---------- Source records

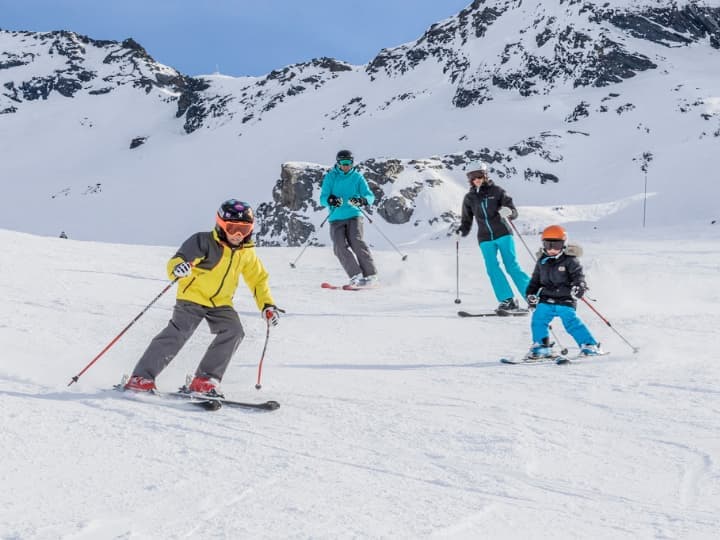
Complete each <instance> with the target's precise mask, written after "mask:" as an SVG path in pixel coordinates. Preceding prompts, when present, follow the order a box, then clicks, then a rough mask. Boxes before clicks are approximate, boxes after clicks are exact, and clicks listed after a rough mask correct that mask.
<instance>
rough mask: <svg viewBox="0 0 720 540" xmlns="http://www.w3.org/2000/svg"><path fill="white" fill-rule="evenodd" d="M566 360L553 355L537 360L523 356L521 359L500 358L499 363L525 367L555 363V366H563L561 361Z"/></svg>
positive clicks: (511, 358)
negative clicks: (560, 365)
mask: <svg viewBox="0 0 720 540" xmlns="http://www.w3.org/2000/svg"><path fill="white" fill-rule="evenodd" d="M566 359H567V358H566V357H565V356H562V355H560V354H553V355H551V356H540V357H538V358H532V357H528V356H523V357H522V358H517V359H516V358H501V359H500V362H501V363H503V364H513V365H517V364H527V365H530V364H531V365H536V364H550V363H553V362H554V363H556V364H563V363H565V362H562V360H566Z"/></svg>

--------------------

# Task details:
The records above are to be copied exactly, without their pictures.

# Response for this exercise:
Complete each <instance> with the target's precise mask, written after "mask:" as an SVG path in pixel coordinates. Preceding prompts, when present, follow the order a box, then clicks, then a rough mask. Boxes before clicks are approximate, boxes after clicks are exact, and clicks listed after a rough mask correct that mask.
<instance>
rough mask: <svg viewBox="0 0 720 540" xmlns="http://www.w3.org/2000/svg"><path fill="white" fill-rule="evenodd" d="M566 360L553 355L537 360L523 356L521 359L500 358L499 363L525 367L555 363V366H563L561 361Z"/></svg>
positive clicks: (511, 358)
negative clicks: (560, 365)
mask: <svg viewBox="0 0 720 540" xmlns="http://www.w3.org/2000/svg"><path fill="white" fill-rule="evenodd" d="M566 359H567V358H566V357H565V356H562V355H560V354H553V355H551V356H540V357H538V358H532V357H528V356H523V357H522V358H517V359H516V358H501V359H500V362H501V363H503V364H513V365H517V364H527V365H530V364H531V365H536V364H550V363H553V362H554V363H556V364H563V363H565V362H562V360H566Z"/></svg>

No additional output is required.